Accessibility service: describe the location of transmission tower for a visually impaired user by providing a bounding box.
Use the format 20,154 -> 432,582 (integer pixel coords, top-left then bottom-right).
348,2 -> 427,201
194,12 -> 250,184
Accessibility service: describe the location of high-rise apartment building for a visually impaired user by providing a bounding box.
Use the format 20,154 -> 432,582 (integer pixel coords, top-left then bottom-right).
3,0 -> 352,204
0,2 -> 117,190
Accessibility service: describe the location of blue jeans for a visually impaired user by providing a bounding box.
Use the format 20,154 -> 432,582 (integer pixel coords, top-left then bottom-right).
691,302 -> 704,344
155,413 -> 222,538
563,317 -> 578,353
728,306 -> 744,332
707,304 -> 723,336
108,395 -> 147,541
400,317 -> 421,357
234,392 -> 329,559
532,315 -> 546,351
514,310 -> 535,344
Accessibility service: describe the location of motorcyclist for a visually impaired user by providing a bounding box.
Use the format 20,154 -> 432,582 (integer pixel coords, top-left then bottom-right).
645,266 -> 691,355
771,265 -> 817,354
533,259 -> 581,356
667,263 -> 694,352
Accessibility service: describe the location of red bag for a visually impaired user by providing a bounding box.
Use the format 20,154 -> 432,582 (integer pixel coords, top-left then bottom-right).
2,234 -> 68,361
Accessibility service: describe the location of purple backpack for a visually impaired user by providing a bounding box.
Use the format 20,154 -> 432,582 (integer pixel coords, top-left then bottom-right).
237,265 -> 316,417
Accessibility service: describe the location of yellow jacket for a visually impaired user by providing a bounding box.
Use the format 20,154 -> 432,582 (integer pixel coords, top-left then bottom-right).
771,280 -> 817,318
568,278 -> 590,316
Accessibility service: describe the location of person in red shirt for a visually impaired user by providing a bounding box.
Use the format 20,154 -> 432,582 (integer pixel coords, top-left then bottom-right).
______________________________
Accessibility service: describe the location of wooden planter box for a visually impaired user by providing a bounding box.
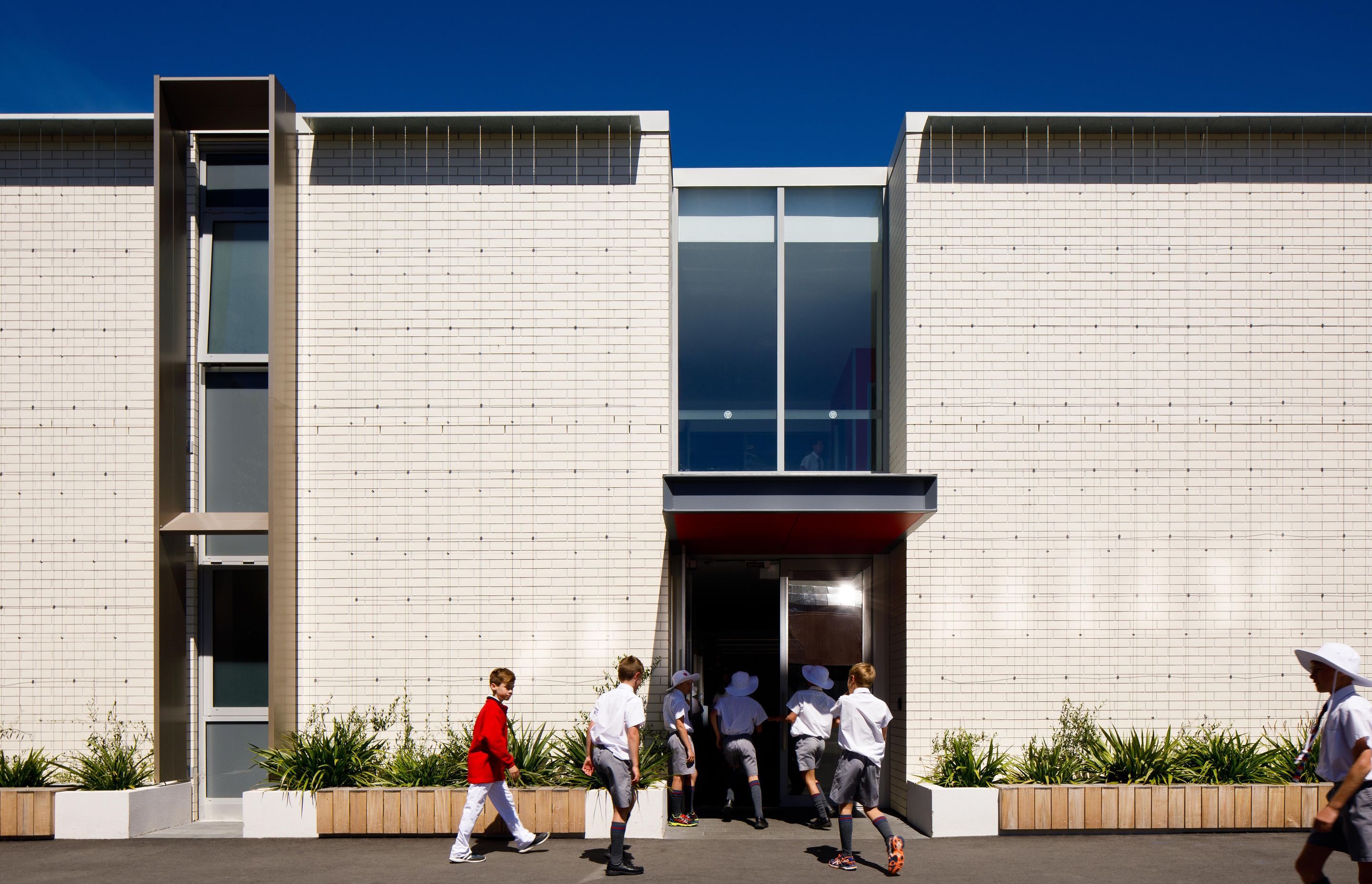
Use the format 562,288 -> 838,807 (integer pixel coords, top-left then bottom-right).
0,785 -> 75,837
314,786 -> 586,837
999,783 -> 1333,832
______________________________
• [YOUR OBJECTIVE] Copy again the rows from the one containing "Accessibility service: describe the location of blue" through the one containing "667,263 -> 694,352", requests included, and shift every coordinate in the answers by -112. Leave the requests and their sample format unchanged.

• [THE RESULT]
Accessibility service: describe the location of blue jeans for a visually impaired user by providing a bounding box.
Use the format 20,154 -> 432,582 (integer pixel coords, top-left then bottom-right).
579,190 -> 592,232
43,301 -> 110,426
451,205 -> 466,241
616,194 -> 632,220
595,192 -> 611,224
-4,283 -> 35,429
288,205 -> 309,245
122,280 -> 217,447
420,203 -> 434,239
402,198 -> 423,232
Accessibility service: describe the location of motorcyclist for a visually impaired user by providing a bounding box.
Use the format 20,154 -> 432,582 (integer pixel coords, top-left then bottom-right).
533,154 -> 579,243
659,153 -> 705,242
421,147 -> 469,244
555,151 -> 582,240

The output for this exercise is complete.